What the task asks
Reproduce without any change the part of the items below that opens with the line containing "point: paper menu" and continues through the last line of the items.

[Entries from a pointing dataset]
-- begin --

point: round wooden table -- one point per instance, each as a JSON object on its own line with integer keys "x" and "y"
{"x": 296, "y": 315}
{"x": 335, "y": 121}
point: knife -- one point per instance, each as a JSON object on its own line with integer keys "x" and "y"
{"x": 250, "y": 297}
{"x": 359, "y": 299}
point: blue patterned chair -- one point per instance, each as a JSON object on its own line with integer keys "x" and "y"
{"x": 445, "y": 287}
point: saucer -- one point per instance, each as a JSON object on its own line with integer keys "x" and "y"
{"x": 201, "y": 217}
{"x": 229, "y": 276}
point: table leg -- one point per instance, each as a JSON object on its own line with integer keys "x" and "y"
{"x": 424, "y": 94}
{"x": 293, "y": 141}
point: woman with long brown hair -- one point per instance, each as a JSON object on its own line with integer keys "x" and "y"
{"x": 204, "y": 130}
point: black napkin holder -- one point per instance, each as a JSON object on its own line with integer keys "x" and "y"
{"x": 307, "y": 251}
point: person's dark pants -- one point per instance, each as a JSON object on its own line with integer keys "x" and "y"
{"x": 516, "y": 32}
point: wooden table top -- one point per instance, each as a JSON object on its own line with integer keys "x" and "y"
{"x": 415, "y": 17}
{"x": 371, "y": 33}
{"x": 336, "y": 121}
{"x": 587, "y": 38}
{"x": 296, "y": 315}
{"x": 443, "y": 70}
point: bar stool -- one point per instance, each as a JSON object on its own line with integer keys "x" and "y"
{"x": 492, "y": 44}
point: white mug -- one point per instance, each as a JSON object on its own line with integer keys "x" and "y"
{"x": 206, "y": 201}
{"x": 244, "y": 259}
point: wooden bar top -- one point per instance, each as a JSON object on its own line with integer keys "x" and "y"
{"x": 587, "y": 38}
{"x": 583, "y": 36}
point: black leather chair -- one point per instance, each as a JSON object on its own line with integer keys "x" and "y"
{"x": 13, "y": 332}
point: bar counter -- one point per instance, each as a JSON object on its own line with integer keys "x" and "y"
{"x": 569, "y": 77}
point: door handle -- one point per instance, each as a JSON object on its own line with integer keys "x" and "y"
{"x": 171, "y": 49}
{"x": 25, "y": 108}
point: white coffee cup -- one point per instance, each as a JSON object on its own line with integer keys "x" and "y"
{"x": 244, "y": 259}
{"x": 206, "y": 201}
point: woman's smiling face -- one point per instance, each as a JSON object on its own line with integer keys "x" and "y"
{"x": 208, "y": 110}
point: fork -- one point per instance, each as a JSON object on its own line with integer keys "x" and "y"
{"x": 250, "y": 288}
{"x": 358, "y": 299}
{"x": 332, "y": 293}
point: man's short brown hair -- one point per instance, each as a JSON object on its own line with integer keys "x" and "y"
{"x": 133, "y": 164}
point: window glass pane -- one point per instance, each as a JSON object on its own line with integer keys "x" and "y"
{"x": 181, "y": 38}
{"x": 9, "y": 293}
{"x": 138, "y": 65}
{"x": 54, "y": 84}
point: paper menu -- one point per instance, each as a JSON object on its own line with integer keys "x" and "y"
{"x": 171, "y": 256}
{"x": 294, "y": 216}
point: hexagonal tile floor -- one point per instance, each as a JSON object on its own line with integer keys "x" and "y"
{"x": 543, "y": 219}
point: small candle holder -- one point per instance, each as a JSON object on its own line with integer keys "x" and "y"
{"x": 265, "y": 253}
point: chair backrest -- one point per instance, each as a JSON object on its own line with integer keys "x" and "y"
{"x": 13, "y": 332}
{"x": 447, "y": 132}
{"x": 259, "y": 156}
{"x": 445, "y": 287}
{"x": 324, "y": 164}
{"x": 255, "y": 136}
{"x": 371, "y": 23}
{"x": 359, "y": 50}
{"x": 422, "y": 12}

-- end --

The response
point: paper menu -- one point per instance, each as a JSON object on its own line with integer keys "x" and "y"
{"x": 171, "y": 256}
{"x": 294, "y": 216}
point: hexagonal tile floor -- one point per instance, each as a JSON object on its own line with integer keys "x" and "y"
{"x": 543, "y": 219}
point: small candle holder -- one point per instance, each as a JSON object on its own line with integer keys "x" and "y"
{"x": 265, "y": 253}
point: chair backrest -- one point per instance, each as a JSON object on its own line with integer keys "x" and "y"
{"x": 13, "y": 332}
{"x": 447, "y": 132}
{"x": 259, "y": 156}
{"x": 445, "y": 287}
{"x": 324, "y": 164}
{"x": 255, "y": 136}
{"x": 371, "y": 23}
{"x": 359, "y": 50}
{"x": 422, "y": 12}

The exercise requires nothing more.